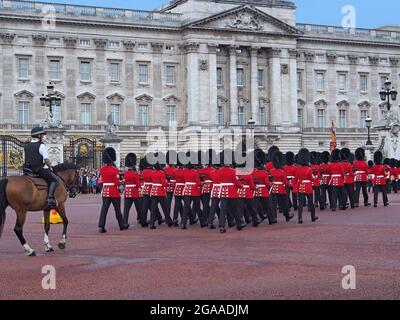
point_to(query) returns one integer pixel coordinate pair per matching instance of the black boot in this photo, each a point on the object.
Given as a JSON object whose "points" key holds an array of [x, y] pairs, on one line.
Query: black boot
{"points": [[51, 201]]}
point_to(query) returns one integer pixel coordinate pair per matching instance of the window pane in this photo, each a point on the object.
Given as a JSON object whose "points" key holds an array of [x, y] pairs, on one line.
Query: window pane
{"points": [[23, 68]]}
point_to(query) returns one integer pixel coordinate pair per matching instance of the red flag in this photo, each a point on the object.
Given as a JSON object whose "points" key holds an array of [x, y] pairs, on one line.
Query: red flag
{"points": [[333, 143]]}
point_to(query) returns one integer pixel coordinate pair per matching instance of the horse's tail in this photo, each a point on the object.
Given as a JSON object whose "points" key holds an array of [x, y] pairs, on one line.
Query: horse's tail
{"points": [[3, 204]]}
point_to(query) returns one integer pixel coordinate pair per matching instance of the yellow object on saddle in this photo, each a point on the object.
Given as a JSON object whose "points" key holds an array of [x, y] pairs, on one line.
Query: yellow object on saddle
{"points": [[54, 217]]}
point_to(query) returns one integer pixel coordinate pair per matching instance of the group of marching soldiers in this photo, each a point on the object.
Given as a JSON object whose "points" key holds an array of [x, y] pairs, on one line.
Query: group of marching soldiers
{"points": [[201, 191]]}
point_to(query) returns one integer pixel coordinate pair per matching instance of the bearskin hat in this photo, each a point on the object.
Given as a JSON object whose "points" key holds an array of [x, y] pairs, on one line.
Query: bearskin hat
{"points": [[278, 159], [289, 158], [130, 160], [109, 155], [303, 157], [378, 157], [345, 154], [335, 155], [360, 154], [325, 156]]}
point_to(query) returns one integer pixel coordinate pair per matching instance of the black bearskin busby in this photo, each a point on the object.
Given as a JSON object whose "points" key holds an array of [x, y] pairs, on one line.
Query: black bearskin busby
{"points": [[360, 154], [335, 155], [109, 155], [289, 158], [130, 160], [278, 159], [303, 157], [378, 157]]}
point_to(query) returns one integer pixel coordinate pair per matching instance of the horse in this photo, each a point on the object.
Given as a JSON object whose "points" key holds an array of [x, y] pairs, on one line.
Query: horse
{"points": [[25, 193]]}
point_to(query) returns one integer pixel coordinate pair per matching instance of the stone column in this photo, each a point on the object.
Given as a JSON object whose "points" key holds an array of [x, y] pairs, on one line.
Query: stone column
{"points": [[275, 87], [213, 101], [192, 82], [293, 86], [233, 86], [254, 84]]}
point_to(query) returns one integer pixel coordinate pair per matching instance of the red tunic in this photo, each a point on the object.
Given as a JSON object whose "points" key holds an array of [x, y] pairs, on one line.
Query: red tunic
{"points": [[325, 172], [109, 175], [169, 174], [147, 182], [337, 174], [192, 183], [379, 173], [261, 179], [132, 185], [304, 179], [248, 186], [179, 176], [360, 171], [159, 184], [205, 176], [229, 183], [279, 181]]}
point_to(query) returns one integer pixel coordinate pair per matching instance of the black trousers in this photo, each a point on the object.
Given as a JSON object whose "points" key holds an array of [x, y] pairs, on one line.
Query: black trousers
{"points": [[155, 201], [178, 208], [361, 185], [279, 199], [128, 202], [338, 195], [229, 206], [116, 202], [383, 190], [196, 210], [247, 209], [311, 207], [349, 193], [214, 209]]}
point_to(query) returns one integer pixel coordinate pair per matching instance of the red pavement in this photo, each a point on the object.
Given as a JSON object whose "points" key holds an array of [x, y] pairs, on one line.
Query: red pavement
{"points": [[285, 261]]}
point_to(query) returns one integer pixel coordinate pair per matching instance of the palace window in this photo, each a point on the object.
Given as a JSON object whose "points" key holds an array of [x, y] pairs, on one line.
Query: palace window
{"points": [[116, 113], [143, 115], [170, 75], [23, 112], [23, 68], [114, 72], [143, 73], [85, 70], [171, 115], [54, 70], [86, 113]]}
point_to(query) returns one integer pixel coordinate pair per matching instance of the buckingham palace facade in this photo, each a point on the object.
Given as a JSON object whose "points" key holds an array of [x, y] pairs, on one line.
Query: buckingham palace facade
{"points": [[193, 63]]}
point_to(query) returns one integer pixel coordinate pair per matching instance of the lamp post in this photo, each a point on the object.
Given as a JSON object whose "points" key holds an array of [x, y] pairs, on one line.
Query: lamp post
{"points": [[388, 93], [368, 122]]}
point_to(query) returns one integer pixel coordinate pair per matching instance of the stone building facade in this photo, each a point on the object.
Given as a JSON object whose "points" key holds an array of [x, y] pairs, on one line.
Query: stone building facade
{"points": [[193, 64]]}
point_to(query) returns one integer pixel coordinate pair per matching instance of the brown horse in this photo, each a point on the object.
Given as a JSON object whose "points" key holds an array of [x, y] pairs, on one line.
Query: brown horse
{"points": [[23, 194]]}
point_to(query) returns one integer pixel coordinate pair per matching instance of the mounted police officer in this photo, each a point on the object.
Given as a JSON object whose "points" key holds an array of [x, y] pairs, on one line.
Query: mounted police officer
{"points": [[37, 161]]}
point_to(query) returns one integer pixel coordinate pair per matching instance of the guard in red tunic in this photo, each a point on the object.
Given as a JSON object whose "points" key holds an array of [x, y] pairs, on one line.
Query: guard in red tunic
{"points": [[191, 195], [132, 193], [279, 184], [229, 192], [263, 185], [345, 156], [110, 192], [304, 179], [360, 168], [158, 196], [290, 170], [325, 178], [337, 181], [379, 173]]}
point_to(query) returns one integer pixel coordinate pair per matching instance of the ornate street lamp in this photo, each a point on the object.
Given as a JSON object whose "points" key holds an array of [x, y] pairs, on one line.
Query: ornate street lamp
{"points": [[368, 122], [387, 93]]}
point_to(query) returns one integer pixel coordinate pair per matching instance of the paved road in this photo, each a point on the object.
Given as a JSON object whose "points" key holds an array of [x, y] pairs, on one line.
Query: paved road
{"points": [[285, 261]]}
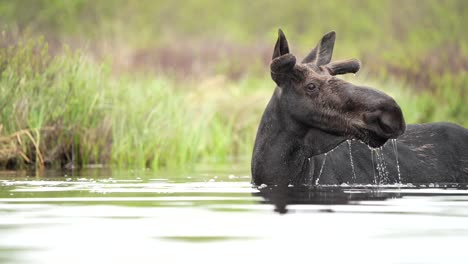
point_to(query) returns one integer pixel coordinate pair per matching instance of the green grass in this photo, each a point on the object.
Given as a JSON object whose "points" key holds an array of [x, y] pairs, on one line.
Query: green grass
{"points": [[76, 109]]}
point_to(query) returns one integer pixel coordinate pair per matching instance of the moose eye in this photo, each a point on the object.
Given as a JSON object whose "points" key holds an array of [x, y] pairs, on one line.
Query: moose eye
{"points": [[311, 87]]}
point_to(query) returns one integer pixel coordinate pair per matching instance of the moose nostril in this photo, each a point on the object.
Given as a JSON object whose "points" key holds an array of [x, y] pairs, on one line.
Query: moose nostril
{"points": [[387, 123]]}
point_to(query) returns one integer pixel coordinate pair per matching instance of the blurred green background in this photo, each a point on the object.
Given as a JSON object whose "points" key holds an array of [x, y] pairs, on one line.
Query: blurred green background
{"points": [[175, 83]]}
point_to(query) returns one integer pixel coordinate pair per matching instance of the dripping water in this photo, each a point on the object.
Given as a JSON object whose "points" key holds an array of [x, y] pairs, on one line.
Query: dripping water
{"points": [[395, 150], [351, 160], [373, 166], [321, 168]]}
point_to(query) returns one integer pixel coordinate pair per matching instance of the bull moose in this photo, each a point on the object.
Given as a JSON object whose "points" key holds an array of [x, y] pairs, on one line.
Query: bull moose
{"points": [[319, 129]]}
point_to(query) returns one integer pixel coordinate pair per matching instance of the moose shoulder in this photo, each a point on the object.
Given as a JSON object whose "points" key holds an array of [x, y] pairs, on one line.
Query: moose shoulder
{"points": [[314, 118]]}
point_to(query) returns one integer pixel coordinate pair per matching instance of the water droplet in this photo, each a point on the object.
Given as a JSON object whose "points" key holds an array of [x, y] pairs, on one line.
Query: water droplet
{"points": [[351, 160], [321, 168], [395, 150]]}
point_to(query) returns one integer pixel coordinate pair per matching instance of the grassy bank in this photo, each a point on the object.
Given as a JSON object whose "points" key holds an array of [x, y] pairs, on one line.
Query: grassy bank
{"points": [[67, 110], [156, 84]]}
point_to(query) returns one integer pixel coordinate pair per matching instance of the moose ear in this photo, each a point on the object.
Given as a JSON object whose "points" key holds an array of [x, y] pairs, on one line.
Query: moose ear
{"points": [[282, 68], [281, 46], [343, 67], [322, 53]]}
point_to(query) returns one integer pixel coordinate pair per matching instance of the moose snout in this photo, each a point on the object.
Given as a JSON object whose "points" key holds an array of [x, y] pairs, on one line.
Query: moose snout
{"points": [[387, 121]]}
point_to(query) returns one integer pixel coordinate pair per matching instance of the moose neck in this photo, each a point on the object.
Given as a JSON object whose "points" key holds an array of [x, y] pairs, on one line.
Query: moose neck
{"points": [[283, 146]]}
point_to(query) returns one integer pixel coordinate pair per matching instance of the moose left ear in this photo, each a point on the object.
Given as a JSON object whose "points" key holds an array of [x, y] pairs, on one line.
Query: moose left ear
{"points": [[323, 52], [343, 67], [281, 46]]}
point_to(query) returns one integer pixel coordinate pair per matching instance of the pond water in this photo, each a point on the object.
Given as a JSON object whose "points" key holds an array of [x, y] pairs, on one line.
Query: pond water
{"points": [[215, 216]]}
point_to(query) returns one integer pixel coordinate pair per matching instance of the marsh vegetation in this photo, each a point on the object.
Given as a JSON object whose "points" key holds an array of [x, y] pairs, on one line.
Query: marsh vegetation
{"points": [[150, 84]]}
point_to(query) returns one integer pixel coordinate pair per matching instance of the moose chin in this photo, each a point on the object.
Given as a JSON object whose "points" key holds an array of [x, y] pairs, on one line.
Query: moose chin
{"points": [[312, 114]]}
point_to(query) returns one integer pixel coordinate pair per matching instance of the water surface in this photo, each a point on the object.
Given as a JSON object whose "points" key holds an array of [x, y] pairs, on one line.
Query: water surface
{"points": [[216, 216]]}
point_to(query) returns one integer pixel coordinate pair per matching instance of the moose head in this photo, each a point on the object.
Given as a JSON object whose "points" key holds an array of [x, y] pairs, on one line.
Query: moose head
{"points": [[312, 111], [314, 98]]}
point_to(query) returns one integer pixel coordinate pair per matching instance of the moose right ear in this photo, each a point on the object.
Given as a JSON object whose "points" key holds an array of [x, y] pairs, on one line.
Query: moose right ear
{"points": [[281, 46]]}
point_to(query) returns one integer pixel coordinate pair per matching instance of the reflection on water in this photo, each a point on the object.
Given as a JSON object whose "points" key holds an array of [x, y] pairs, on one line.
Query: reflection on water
{"points": [[215, 216]]}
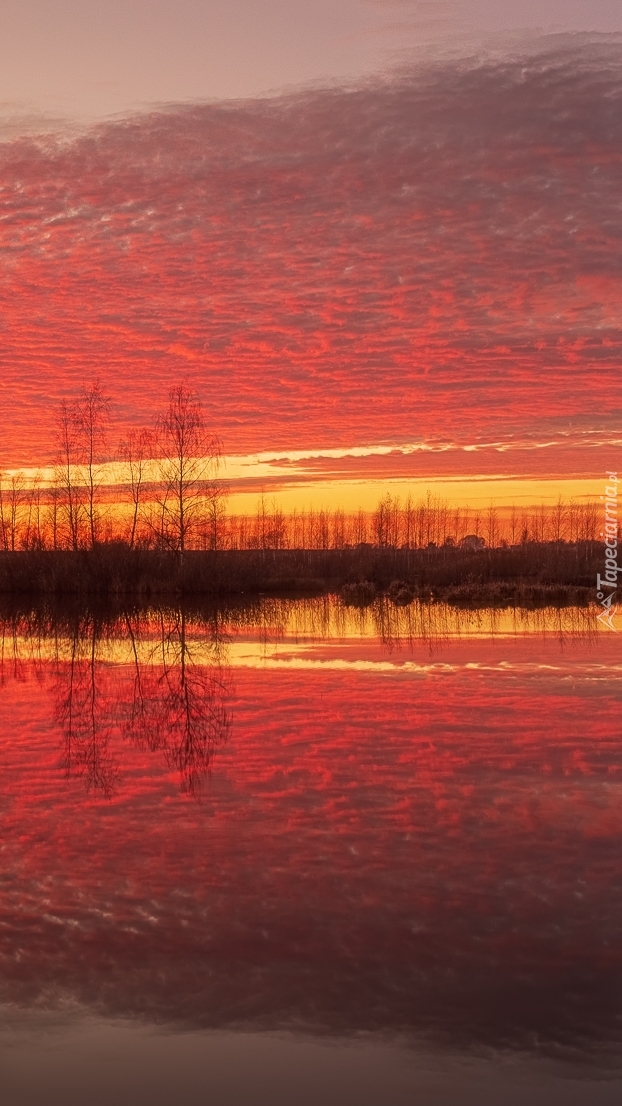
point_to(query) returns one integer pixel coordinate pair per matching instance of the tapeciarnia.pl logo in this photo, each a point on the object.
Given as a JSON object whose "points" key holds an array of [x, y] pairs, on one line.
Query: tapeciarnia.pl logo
{"points": [[607, 586]]}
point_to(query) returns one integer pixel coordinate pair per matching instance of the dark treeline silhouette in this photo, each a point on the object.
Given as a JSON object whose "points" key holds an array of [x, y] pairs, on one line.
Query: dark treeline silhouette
{"points": [[149, 519], [456, 573]]}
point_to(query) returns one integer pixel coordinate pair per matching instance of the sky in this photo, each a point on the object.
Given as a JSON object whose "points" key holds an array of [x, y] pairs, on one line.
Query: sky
{"points": [[381, 239]]}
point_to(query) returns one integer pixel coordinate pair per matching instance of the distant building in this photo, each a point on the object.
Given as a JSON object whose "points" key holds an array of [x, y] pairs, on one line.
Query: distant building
{"points": [[472, 542]]}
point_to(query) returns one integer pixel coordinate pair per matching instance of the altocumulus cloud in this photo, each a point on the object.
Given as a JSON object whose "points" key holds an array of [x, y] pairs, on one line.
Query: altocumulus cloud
{"points": [[436, 254]]}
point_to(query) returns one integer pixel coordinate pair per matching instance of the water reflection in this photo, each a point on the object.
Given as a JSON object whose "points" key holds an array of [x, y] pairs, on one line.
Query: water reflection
{"points": [[170, 696], [414, 849]]}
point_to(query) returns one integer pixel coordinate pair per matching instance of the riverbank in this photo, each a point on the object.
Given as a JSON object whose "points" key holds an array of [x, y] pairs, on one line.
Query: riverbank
{"points": [[532, 573]]}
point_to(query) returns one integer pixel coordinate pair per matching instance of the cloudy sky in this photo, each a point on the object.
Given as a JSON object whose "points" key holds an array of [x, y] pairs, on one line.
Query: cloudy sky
{"points": [[381, 238]]}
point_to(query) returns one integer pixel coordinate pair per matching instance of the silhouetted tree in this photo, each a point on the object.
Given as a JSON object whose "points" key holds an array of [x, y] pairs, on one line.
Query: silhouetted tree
{"points": [[187, 458]]}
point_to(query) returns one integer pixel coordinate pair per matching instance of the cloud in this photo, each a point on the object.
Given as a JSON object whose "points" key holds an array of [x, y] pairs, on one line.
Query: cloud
{"points": [[431, 256]]}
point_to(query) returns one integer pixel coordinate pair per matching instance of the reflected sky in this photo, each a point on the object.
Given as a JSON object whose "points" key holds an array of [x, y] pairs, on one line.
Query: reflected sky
{"points": [[407, 842]]}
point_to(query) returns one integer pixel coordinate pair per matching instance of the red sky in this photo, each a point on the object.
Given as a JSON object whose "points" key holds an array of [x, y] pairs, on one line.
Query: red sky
{"points": [[427, 258]]}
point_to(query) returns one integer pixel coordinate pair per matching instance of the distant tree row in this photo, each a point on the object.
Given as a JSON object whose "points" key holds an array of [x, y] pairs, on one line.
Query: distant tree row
{"points": [[161, 490]]}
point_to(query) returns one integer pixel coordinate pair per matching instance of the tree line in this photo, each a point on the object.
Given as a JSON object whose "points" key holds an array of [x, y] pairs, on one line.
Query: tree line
{"points": [[162, 489]]}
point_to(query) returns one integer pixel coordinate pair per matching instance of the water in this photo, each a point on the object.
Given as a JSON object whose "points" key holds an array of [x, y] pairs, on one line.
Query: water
{"points": [[302, 853]]}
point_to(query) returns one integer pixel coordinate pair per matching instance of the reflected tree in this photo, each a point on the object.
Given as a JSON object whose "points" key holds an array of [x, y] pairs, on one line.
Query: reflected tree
{"points": [[174, 700], [83, 709], [179, 697]]}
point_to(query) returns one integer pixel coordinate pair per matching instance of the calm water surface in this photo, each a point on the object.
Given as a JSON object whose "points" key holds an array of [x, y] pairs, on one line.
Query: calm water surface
{"points": [[300, 853]]}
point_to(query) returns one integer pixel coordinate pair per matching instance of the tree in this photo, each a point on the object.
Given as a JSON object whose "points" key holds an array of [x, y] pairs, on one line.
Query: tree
{"points": [[81, 437], [136, 452], [92, 416], [187, 459]]}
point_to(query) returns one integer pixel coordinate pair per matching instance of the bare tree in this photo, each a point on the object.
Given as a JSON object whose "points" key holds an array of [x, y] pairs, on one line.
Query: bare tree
{"points": [[187, 457], [65, 477], [136, 451], [12, 499], [92, 417]]}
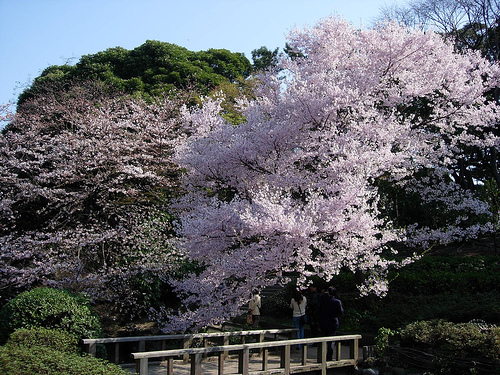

====

__What you should do__.
State only the number of lines in the data above that contain the string "bearskin".

__Answer to the task__.
4